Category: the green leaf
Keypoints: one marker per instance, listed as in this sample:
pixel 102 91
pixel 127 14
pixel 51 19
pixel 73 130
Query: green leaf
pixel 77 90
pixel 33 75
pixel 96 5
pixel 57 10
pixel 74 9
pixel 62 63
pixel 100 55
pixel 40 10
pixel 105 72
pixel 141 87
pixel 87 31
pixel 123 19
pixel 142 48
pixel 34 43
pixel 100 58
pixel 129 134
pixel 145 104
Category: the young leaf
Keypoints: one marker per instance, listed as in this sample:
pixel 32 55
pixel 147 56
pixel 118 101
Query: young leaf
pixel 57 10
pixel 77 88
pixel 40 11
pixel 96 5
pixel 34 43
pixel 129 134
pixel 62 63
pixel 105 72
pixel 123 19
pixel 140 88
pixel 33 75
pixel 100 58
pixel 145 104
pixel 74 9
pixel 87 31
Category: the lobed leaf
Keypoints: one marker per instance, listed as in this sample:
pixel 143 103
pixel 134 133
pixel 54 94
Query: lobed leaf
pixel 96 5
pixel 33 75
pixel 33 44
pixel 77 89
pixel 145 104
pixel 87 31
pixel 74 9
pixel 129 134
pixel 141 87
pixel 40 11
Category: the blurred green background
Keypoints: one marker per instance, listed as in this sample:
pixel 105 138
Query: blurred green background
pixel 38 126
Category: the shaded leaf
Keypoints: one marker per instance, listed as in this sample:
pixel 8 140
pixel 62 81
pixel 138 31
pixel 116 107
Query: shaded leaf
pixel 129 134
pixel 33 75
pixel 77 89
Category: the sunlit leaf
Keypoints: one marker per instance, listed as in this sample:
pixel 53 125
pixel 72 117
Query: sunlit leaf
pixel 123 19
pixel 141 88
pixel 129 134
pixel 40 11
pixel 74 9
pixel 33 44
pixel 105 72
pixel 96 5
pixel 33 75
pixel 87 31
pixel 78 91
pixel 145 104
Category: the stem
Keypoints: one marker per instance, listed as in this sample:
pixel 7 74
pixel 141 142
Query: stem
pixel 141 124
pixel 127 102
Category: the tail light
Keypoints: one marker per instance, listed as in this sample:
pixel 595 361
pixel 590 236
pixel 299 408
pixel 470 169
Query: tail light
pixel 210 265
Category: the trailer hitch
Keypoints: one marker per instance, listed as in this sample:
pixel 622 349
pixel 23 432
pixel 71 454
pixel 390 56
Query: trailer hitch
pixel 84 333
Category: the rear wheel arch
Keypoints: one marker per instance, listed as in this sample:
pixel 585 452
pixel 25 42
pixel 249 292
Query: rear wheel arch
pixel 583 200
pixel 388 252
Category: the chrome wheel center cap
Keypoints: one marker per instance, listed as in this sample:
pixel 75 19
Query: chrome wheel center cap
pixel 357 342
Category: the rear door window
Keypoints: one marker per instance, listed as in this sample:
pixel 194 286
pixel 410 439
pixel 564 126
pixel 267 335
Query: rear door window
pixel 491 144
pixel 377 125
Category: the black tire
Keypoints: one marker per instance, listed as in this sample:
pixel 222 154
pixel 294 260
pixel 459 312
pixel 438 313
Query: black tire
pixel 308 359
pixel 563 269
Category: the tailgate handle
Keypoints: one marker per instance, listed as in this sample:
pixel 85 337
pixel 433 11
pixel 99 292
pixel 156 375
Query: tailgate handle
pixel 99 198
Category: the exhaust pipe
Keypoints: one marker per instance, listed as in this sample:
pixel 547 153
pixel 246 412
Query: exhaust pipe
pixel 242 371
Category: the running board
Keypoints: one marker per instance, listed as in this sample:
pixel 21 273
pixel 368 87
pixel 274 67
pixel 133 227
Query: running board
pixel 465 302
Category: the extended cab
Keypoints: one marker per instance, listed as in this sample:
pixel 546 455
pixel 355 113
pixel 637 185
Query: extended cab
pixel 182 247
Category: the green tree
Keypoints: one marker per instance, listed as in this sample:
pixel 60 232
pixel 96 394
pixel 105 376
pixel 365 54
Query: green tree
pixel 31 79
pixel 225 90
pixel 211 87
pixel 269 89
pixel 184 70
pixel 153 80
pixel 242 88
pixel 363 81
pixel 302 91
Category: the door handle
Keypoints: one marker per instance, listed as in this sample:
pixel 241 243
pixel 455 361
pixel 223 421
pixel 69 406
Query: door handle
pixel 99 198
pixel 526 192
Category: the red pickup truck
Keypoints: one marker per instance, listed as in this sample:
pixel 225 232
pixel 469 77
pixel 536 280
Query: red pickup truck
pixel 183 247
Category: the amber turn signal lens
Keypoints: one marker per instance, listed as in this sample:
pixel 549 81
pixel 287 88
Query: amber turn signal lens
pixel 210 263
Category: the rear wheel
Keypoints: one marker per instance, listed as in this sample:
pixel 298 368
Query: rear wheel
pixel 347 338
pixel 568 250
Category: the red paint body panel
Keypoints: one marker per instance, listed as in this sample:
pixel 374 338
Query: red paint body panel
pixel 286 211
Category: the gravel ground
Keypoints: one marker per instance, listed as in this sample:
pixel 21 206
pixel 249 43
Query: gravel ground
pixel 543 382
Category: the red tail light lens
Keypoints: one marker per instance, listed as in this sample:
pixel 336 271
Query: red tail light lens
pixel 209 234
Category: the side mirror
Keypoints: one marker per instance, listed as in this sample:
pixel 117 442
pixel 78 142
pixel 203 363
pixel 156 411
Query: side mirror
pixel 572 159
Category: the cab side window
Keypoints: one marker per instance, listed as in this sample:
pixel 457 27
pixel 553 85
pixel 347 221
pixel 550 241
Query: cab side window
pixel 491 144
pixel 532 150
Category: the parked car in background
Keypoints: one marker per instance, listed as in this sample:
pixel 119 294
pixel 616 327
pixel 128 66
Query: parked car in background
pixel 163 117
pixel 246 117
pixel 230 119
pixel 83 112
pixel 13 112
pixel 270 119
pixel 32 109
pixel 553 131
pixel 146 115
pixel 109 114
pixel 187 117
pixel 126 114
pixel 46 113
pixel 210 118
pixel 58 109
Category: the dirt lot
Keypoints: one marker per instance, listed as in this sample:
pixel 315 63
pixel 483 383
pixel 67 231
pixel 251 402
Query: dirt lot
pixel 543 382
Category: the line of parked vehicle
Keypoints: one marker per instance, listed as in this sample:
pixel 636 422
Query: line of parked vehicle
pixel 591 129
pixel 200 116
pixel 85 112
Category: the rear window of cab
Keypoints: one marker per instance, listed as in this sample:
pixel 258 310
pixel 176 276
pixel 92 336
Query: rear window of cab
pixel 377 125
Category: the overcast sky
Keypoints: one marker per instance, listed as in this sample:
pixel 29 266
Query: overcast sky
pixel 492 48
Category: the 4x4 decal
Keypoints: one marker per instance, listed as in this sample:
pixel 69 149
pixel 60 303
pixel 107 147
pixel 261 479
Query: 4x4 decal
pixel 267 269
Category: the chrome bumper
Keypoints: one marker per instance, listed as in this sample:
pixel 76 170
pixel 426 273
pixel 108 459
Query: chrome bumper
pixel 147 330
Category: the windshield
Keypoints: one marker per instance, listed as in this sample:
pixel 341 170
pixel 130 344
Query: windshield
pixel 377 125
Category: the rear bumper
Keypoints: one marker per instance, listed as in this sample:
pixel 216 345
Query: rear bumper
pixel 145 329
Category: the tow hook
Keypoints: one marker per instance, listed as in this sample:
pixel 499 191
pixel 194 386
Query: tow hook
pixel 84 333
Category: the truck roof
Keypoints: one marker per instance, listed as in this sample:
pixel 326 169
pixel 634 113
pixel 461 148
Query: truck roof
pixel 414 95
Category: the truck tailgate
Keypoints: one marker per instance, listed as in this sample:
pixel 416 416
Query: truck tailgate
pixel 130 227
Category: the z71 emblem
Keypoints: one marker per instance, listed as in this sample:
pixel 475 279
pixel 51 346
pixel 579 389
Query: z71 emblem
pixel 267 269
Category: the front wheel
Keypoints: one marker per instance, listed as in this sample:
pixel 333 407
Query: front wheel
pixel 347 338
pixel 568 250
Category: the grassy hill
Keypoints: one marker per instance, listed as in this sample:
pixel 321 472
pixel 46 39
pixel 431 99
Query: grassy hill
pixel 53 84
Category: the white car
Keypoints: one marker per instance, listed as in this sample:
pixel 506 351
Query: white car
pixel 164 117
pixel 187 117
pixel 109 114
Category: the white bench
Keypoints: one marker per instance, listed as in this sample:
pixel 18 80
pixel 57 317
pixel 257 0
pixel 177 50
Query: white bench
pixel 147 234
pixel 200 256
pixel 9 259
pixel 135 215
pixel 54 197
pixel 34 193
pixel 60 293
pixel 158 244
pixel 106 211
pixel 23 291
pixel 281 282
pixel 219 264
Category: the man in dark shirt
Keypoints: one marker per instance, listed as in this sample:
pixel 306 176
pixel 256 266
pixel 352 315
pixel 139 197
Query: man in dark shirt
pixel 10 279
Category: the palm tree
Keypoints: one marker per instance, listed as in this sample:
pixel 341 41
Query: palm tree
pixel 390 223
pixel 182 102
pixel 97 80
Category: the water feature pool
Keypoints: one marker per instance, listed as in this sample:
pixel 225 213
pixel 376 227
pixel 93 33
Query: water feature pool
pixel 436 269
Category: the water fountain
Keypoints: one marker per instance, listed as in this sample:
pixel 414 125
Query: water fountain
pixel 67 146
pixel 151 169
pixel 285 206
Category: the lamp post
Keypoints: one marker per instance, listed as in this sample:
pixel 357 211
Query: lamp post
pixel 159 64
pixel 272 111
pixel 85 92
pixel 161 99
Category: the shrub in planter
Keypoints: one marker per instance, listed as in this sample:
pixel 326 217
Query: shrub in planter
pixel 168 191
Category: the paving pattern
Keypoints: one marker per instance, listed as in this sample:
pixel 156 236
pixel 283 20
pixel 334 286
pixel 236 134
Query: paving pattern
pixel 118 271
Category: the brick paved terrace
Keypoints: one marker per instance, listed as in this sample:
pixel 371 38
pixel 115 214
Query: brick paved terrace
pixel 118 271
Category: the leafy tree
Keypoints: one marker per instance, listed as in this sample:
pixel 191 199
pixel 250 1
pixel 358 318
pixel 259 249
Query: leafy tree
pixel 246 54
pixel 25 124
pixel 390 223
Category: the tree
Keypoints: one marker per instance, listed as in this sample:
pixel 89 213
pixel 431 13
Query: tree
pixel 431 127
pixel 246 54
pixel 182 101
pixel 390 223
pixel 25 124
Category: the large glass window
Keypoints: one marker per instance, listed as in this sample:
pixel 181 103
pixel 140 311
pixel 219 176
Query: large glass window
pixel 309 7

SET TASK
From the line containing "Category: the shrub in planter" to the last line of the material, please quote every line exactly and only those.

WRITTEN SOLUTION
Category: the shrub in planter
Keypoints: one marker per instance, listed as in this sample:
pixel 326 217
Query: shrub in planter
pixel 168 191
Category: the paving pattern
Keypoints: one marker per instance, listed as in this sample:
pixel 156 236
pixel 283 20
pixel 334 286
pixel 236 134
Query: paving pattern
pixel 118 271
Category: the brick paved terrace
Keypoints: one marker per instance, listed as in this sample:
pixel 371 38
pixel 115 214
Query: brick paved terrace
pixel 118 271
Category: the leafy tree
Keypoints: one marker per instance, listed as in this sample:
pixel 191 199
pixel 250 1
pixel 358 318
pixel 259 249
Query: leafy tree
pixel 246 54
pixel 25 124
pixel 390 223
Category: the tree
Keypoints: one marker per instance, listed as in this sample:
pixel 89 213
pixel 431 13
Query: tree
pixel 431 127
pixel 246 54
pixel 182 101
pixel 390 223
pixel 25 124
Category: the large glass window
Keypoints: one marker per instance, listed as in this sample:
pixel 181 103
pixel 140 311
pixel 219 176
Query: large glass window
pixel 309 7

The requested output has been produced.